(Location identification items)
————————

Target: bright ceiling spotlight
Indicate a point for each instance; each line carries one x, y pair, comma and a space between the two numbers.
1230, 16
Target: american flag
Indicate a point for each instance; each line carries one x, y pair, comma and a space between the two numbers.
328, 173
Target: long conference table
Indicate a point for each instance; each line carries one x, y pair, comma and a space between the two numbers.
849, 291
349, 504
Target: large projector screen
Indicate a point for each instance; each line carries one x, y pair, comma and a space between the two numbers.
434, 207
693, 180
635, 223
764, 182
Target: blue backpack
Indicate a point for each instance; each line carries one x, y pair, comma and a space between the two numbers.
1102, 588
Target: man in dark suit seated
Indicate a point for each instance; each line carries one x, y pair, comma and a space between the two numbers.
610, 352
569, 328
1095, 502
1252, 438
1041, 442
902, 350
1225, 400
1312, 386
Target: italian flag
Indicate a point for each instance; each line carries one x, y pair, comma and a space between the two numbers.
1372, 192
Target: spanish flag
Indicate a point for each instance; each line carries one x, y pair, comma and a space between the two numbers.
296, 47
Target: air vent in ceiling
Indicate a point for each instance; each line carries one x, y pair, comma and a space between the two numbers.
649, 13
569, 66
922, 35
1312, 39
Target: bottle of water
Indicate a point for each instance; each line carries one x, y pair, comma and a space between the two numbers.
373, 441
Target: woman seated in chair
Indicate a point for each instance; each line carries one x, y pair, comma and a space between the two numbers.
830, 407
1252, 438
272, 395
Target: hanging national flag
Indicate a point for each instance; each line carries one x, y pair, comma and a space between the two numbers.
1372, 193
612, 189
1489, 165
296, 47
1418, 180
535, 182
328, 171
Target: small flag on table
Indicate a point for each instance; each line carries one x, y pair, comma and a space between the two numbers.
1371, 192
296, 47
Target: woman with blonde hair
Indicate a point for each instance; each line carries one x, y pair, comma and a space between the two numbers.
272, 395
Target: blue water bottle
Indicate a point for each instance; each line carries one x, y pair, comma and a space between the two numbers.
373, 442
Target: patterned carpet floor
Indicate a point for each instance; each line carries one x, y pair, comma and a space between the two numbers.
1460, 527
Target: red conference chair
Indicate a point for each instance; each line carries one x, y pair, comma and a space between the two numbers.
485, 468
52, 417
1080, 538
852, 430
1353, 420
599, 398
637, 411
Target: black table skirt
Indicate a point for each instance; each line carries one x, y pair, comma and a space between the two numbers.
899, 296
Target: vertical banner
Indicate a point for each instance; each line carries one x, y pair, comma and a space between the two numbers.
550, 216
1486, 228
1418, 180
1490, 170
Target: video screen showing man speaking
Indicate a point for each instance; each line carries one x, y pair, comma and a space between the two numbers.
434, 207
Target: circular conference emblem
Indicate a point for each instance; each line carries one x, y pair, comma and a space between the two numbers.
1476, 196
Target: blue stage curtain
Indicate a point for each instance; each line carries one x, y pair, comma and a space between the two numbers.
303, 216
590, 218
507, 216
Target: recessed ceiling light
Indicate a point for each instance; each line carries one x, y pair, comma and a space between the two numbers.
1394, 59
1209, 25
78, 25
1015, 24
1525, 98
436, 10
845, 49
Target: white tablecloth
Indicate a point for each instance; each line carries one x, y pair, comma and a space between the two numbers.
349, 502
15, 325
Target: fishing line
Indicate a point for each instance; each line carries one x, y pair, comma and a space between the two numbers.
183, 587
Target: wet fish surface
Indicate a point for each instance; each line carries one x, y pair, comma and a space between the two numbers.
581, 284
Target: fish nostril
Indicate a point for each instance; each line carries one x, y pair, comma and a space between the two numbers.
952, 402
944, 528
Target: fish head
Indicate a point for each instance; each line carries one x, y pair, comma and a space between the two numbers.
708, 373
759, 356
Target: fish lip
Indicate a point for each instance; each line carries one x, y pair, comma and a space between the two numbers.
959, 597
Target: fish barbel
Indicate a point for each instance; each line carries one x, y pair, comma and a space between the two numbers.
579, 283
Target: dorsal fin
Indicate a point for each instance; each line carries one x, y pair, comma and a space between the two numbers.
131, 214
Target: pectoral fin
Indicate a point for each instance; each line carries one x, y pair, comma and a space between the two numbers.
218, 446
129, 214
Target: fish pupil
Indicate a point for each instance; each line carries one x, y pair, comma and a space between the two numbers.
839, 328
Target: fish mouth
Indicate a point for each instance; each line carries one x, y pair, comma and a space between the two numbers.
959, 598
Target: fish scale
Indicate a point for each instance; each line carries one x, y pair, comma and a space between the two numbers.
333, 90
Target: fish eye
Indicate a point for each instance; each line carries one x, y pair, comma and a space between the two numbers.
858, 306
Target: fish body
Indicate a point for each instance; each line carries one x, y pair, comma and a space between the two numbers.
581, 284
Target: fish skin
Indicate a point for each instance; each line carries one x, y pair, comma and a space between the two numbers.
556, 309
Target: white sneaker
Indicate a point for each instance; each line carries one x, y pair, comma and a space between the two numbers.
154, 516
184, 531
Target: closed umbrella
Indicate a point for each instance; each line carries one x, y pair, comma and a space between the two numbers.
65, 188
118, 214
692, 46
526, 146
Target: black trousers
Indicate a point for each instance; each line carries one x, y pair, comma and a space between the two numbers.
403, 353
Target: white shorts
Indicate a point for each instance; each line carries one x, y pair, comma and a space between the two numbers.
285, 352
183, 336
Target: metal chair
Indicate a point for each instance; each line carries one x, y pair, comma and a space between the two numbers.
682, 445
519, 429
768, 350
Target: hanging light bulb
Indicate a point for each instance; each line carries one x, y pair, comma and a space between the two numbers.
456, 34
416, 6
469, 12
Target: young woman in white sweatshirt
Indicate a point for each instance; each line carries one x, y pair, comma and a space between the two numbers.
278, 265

————————

→ Requirement: Produce an exact copy of all the records.

→ Answer for the task:
Target: bright ceiling spotlight
Indicate a point for each instance; each line carries one x, y pair, comma and a space between the two numbers.
1230, 16
Target: american flag
Indicate a point for each instance; each line carries one x, y pair, comma and a space between the two numbers.
328, 173
Target: long conference table
Indicate a point for each instance; each line carries one x, y pair, comma and a space between the two numbers.
849, 291
349, 504
Target: large projector screen
Indicate a point for each instance; each line carries one x, y pair, comma and a space between the two numbers.
434, 207
693, 180
635, 223
764, 182
Target: blue backpack
Indicate a point for each instance; each line carries one x, y pair, comma and a space between the two numbers.
1102, 588
Target: man in dark suit seated
Indicate a point for each instance; each line carries one x, y pair, comma and a space between the two numbers.
610, 352
569, 328
1095, 502
1252, 438
1041, 442
902, 350
1225, 400
1312, 386
Target: italian flag
Indicate a point for each instance; each line carries one x, y pair, comma and a space between the two numbers.
1372, 192
Target: spanish flag
Indicate a point for each instance; each line carries one x, y pair, comma and a space between the two numbers.
296, 47
Target: air vent in ceiling
Indicate a point for each instance; each line carries one x, y pair, comma and a space between the two numbers.
649, 13
569, 66
922, 35
1312, 39
Target: bottle of water
Indicate a point for each instance; each line carries one x, y pair, comma and a space between the two numbers.
373, 441
Target: woman seated in chair
Indicate a point for each instance; each line carries one x, y pair, comma and a space between the two numbers.
830, 407
1252, 438
272, 395
Target: hanging national flag
Indicate a point for each instance; each line carries one x, y pair, comma and a space between the two numbers.
1372, 193
612, 189
1489, 165
296, 47
1418, 180
535, 182
328, 171
Target: small flag on table
Indicate a point for each instance; each line carries one x, y pair, comma and a space between the two numbers.
1371, 192
296, 47
Target: woman with blonde hair
Indicate a point for each instance; each line carries one x, y pair, comma and a space between the two numbers.
272, 395
Target: blue water bottle
Indicate a point for each instance; each line carries one x, y pair, comma and a space between the two numbers.
373, 442
Target: patterned carpet floor
Indicate a point for each instance; each line carries one x, y pair, comma and a space between the two numbers.
1460, 527
Target: red conference chair
Indicate a point for each instance; each line carries one x, y pair, comma and a space between the two numbers.
485, 468
52, 417
1080, 538
852, 430
1353, 420
599, 398
637, 411
Target: black table skirt
Indicate a point for each instance; each line carries one x, y pair, comma and a space between the two numbers.
899, 296
Target: vertical banner
Indicate a point for each instance; each line carries one x, y pair, comma and a space between the two numbers.
550, 216
1486, 228
1418, 180
1490, 170
Target: video screen showing man speaking
Indicate a point for each instance; each line carries one x, y pair, comma and a space between the two numbers.
434, 207
Target: circular conference emblem
Indicate a point for each instance; each line carries one x, y pair, comma and a space between the two numbers.
1476, 196
Target: blue stage curtain
Indicate a point for each instance; each line carries one x, y pair, comma and a space between the two numbers.
303, 216
590, 218
507, 216
Target: recessed ceiling light
Indicate a point for each instance; each line carries one x, y pair, comma and a space between the two numbers.
1394, 59
1209, 25
78, 25
1015, 24
1525, 98
436, 10
845, 49
Target: white tablecloth
Indicate a point for each instance; each line carries one x, y pair, comma and a space between the two numbers.
349, 502
15, 325
Target: fishing line
Indicate a point for each instance; each line carries one x, y pair, comma and a space between the two numbers.
183, 587
Target: wet fish surface
Indicate a point for each instance; each line carries one x, y pair, comma and a space between the two numbers.
581, 284
Target: fish nostril
Indicate a point for each instance; each line carries one x, y pair, comma and a space between the two numbers.
952, 402
944, 528
Target: fish head
Indicate a point for each instance; each line carries one x, y pair, comma and a space between the two numbers.
708, 373
759, 356
Target: fish lip
Indicate a point for each instance; each line carries one x, y pair, comma and a space between the two numbers.
959, 597
Target: fish barbel
Indicate a point for each instance; each line carries one x, y pair, comma and a space between the two numbers.
579, 283
Target: dorsal fin
Indicate a point for each instance; each line carries one x, y pair, comma and a space between the two numbers.
131, 214
Target: pectoral fin
Indicate a point for each instance; each line carries one x, y pair, comma and a space between the two numbers.
218, 446
129, 214
Target: fish pupil
Indicate a point for each instance; each line carries one x, y pair, comma and a space between the two numbers.
839, 328
Target: fish mouth
Indicate a point for each instance; each line carries one x, y pair, comma and a space between the two numbers.
959, 598
Target: fish scale
Indicate a point for each instance; each line carries one x, y pair, comma and a space between the two numbers.
333, 90
Target: fish eye
Indicate a point for each instance; each line carries one x, y pair, comma and a space between the two numbers.
858, 306
Target: fish body
Indicate a point for each instance; each line carries one x, y pair, comma and a space between the two numbers.
581, 284
Target: fish skin
Indicate a point for each instance; each line carries one x, y pair, comma and a space between the two numbers.
556, 309
Target: white sneaker
Indicate a point for each instance; each line carries one x, y pair, comma and a space between the two numbers.
154, 516
184, 531
Target: closed umbrella
Indicate a point for each instance; each line carries one x, y pair, comma and a space between the two numbers.
65, 188
118, 214
692, 46
526, 146
Target: black trousers
Indicate a point for each instance; each line carries one x, y pair, comma and a space between the two numbers.
403, 353
Target: white shorts
Indicate a point for each instance; each line carries one x, y pair, comma and a space between the two numbers.
285, 352
183, 336
Target: metal chair
Indicate a point for each instance; each line carries one x, y pair, comma and a space between the two numbers.
682, 445
519, 429
768, 350
Target: hanging light bulb
Indicate a point for each instance; each line carries one x, y pair, comma and a space between the two numbers.
456, 34
416, 6
469, 12
Target: young woman in white sweatshirt
Indicate a point for each instance; each line carries one x, y pair, comma and a space between the two numbers.
278, 265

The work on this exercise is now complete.